[Opening Passage to read section]

Dame’s Letter to Auditor-General Was Meant to Silence Him – Mahama
Former President John Dramani Mahama has said that the letter that was written to the Auditor-General by Attorney General Godfred Dame calling for the audit report on the Covid-19 expenditure to be unpublished was meant to silence the Auditor-General.
“The Attorney General’s letter to the Auditor General is clearly meant to silence him and create a conducive atmosphere for corruption to thrive. President @NAkufoAddo ’s administration is not only indifferent in the fight against corruption – they are collaborators!” Mr Mahama tweeted on Wednesday February 15.
Mr Dame has written against the decision by the Auditor-General to publish the report on Covid expenditure.
Per Article 187(5) of the Constitution, Mr Dame explained, the Auditor-General is mandated to submit his report to Parliament to draw attention to any irregularities in the accounts audited?
The Auditor-General report stated that “During our review, we noted that senior management staff and other supporting staff of the Ministry of Information paid themselves a total amount of GH¢151,500.00 as COVID-19 risk allowance for coming to work during the lockdown.”
It further indicated that the Ministry of Health (MoH) entered a contract signed on 15 December 2021 for the supply of 26 Toyota Hiace Deluxe Ambulances valued at US$4,049,460.12 out of which US$607,419.02 was paid to vide PV No. IPF 22-007 of 2 September 2022 is to be delivered by 15 January 2022.
However, the report said, the ambulances remained undelivered as of 28 November 2022.
But the Attorney General in his letter said ” “I observe that the report of the special audit on the Government’s COVID-19 transactions has been published on the website of the Audit Service. In light of the constitutional provisions pertaining to the duty of the Auditor-General after the preparation of audit reports, I consider a publication of the COVID-19 audit report or indeed any audit report particularly when the same has not been either considered by Parliament or referred to a committee of Parliament, premature.”
Mr Dame has however justified the letter he wrote.
He stated that it is astonishing that CDD-Ghana disputes the propriety of the Attorney-General rendering legal advice to the Auditor-General, and construes same as “an interference with the independence of the auditor general”.

[Closing Passage to read section]
[Opening Data shown section]

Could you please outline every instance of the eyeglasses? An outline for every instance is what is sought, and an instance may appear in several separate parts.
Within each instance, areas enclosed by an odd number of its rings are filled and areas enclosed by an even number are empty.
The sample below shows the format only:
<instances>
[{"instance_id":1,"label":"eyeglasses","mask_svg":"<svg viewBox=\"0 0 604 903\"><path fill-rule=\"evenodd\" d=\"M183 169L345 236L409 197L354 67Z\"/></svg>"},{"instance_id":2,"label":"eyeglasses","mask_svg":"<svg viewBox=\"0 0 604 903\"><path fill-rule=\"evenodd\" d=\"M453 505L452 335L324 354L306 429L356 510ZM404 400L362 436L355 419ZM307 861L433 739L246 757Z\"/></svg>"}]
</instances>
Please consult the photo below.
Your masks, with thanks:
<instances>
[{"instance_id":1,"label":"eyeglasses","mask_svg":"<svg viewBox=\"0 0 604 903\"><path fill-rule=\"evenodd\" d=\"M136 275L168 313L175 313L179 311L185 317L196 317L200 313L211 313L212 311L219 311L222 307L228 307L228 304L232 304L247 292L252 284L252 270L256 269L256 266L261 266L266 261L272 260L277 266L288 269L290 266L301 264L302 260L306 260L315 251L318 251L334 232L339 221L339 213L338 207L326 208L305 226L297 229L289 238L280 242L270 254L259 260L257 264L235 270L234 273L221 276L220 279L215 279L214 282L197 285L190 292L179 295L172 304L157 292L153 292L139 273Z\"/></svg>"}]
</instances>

[Closing Data shown section]

> What you are asked to do
Summarize the article on Mahama's response to the Attorney General's letter in two sentences. Rely on the text alone, not the records.

> Response for this exercise
Former President John Dramani Mahama said that Attorney General Godfred Dame's letter asking the Auditor-General to unpublish the Covid-19 expenditure audit report was meant to silence the Auditor-General. Dame wrote that publishing an audit report before Parliament had considered it or referred it to a committee was premature, and he has justified the letter.